Return all entries word for word, but drop any images.

(SUPPLIED RECORDS begins)

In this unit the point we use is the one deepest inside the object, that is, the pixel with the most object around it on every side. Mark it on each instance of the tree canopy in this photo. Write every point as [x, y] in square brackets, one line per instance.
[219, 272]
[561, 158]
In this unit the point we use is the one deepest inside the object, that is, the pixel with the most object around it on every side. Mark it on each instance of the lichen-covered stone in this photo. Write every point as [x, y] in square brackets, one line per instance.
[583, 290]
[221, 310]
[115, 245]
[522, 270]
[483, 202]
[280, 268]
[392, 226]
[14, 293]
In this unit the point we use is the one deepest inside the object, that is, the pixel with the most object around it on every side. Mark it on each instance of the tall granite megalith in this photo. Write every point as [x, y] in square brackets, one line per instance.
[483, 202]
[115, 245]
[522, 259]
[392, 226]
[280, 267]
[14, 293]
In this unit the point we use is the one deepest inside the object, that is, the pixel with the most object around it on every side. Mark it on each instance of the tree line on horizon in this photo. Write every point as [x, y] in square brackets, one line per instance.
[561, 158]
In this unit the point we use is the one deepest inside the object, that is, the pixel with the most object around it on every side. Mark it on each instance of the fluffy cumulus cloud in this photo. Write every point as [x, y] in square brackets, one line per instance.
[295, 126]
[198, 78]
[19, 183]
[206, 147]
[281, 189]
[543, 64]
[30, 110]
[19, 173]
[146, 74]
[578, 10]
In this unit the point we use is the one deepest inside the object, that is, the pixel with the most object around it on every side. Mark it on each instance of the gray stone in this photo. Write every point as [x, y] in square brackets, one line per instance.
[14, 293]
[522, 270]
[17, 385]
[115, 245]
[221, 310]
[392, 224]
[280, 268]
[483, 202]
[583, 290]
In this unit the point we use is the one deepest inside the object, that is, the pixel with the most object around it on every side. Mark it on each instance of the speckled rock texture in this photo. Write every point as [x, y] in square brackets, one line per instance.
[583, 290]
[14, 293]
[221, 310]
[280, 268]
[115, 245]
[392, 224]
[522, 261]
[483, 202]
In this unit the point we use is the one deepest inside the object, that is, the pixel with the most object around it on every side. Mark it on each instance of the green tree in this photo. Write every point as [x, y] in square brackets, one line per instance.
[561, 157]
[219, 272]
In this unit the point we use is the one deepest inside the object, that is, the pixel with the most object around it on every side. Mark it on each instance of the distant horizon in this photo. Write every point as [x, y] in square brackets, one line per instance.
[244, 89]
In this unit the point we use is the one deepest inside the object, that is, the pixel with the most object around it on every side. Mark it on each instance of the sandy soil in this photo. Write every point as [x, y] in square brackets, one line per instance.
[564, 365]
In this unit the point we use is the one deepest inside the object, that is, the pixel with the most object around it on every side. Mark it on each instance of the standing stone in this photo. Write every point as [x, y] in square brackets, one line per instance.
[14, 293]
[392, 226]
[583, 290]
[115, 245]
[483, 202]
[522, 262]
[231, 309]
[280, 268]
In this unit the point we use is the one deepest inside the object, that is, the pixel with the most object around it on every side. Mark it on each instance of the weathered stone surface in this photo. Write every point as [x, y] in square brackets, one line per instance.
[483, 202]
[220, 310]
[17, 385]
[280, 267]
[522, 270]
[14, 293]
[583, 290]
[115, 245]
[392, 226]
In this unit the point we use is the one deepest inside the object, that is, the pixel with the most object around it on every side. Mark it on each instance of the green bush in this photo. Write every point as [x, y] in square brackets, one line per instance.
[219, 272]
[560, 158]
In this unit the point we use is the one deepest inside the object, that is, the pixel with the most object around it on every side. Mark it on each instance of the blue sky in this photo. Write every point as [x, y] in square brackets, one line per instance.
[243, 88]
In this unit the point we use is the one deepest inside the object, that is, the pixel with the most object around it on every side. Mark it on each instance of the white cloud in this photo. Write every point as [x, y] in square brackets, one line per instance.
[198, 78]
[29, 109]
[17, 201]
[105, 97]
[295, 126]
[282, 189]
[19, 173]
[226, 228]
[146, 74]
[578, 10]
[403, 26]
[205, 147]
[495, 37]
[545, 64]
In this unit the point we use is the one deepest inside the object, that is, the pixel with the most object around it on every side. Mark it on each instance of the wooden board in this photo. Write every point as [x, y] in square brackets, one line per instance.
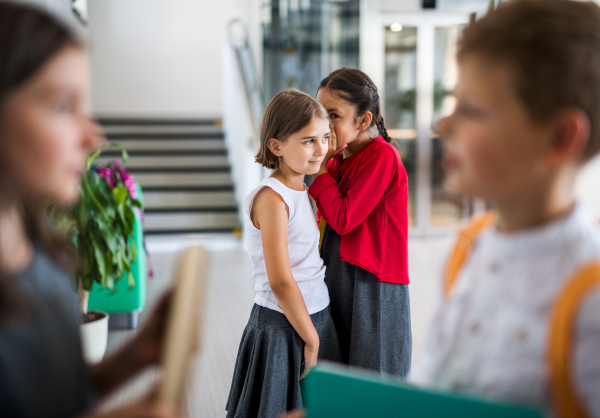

(SUPPLIED RECORDS ends)

TASK RESULT:
In this unit the point we use is the one deepest inside the object, that is, the pixel with the most object around it on every side. Mark it on each instance of the tree canopy in this photo. Write every point as [x, y] in square brackets, one line per instance.
[219, 272]
[561, 158]
In this unit the point we use is the one deepest inside the object, that is, the pixel with the most object around it on every side. Mark it on each instance of the lichen-covered stone in this photo. Write every point as [x, y] in square brackets, one line per instance.
[583, 290]
[221, 310]
[115, 245]
[522, 270]
[483, 202]
[280, 268]
[392, 226]
[14, 293]
In this unit the point we use is the one deepest inside the object, that is, the pixel with the most object around it on every side. Mark it on each instance of the tall granite megalith in this photo. Write every point as [x, y] in square brackets, one line per instance.
[483, 202]
[115, 245]
[522, 259]
[392, 226]
[280, 267]
[14, 293]
In this unit the point we use is the one deepest inside the object, that is, the pixel with the most object around it on every side. Mark it on each instance of the tree line on horizon in this photo. Write every point as [x, y] in square brackets, one line per instance.
[561, 158]
In this unit the point we use is the one deepest inside the object, that is, the pixel with the most object around it on every side. Mark it on each instance of the fluffy cumulus cloud in this photo. Write every point as [x, y] in square brackets, one line per instance.
[295, 126]
[198, 78]
[19, 183]
[206, 147]
[281, 189]
[543, 64]
[30, 110]
[19, 173]
[146, 74]
[578, 10]
In this unit the point we use is the one deepest inside the object, that is, the pixel with the most object around it on every side. Mark it on each instance of the gray stone in this photo. Write every point as [x, y] in square brackets, one line per instance.
[14, 293]
[522, 270]
[17, 385]
[115, 245]
[221, 310]
[392, 224]
[280, 268]
[483, 202]
[583, 290]
In this unit the point we use is the one deepest inside the object, that is, the pixel with the most object around it on every side. Mark it on each instance of the speckled rock texture in this photo. Write every point as [x, y] in square brackets, one line per instance.
[583, 290]
[14, 293]
[221, 310]
[280, 268]
[115, 245]
[392, 224]
[522, 261]
[483, 202]
In this unit the point we use is the one deepest inside the object, that is, the pixel with the most object around it on every side. Mark it on each instance of the green tree in this photo. Write every point as [x, y] in square brackets, one line per instance.
[561, 157]
[219, 272]
In this unit the point we use is the one deepest inside the object, that is, the pixel with the most object around it on every side. Mark it on each instance of the distant horizon in this photo. Write every point as [x, y] in square brackets, one line per instance.
[244, 89]
In this unit the point we use is the one deepest inside the object, that is, the pixel with the most object around it on every side. Mark it on each instance of the sandy soil in this photo. Write every point as [x, y] in square brackets, one line per instance.
[564, 365]
In this unit the point we use is the one deepest inside the object, that is, the pixel with the most object around it on every side. Mark it on each instance of the standing stone in this photo. Write every point as [x, y] in square brackets, one line per instance.
[14, 293]
[392, 226]
[583, 290]
[115, 245]
[483, 202]
[522, 262]
[231, 309]
[280, 268]
In this unit the point we use is the one deepest inside the object, that is, the pixel with the most object around it on every side. Mark it on each instance of the weathered stone surface in this photo. Write every point as [x, y] in square brackets, one line per instance.
[483, 202]
[220, 310]
[17, 385]
[280, 267]
[522, 270]
[14, 293]
[583, 290]
[115, 245]
[392, 226]
In this unit the point we use is the one deepest inside the object, that is, the pixel with the most object around it on every side. Mark it on each instance of the green bush in this photo. Write every point as [x, y] in square brackets, one line per instance.
[219, 272]
[560, 158]
In this unit the point we use is the one deepest inside the object, that is, the pixel with the most object around it on every side. Mark it on each instance of the blue sky in this photo. Write every point as [x, y] in square brackets, one line per instance.
[243, 88]
In this unit the point we use is the one deepest inside the object, that is, the pixel with the most object around it on every side. Mark it on each instance of the white cloud in this photo. Write every point as [x, y] in square brackets, one line per instance.
[198, 78]
[29, 109]
[17, 201]
[105, 97]
[295, 126]
[282, 189]
[19, 173]
[226, 228]
[146, 74]
[578, 10]
[403, 26]
[205, 147]
[495, 37]
[545, 64]
In this unit the point we use is the one deepest inside the object, that is, the pixel with the most object around it on every side. Mark it on each instance of the wooden board in this photo. Write every point as [x, y] in square brackets, one line per instance.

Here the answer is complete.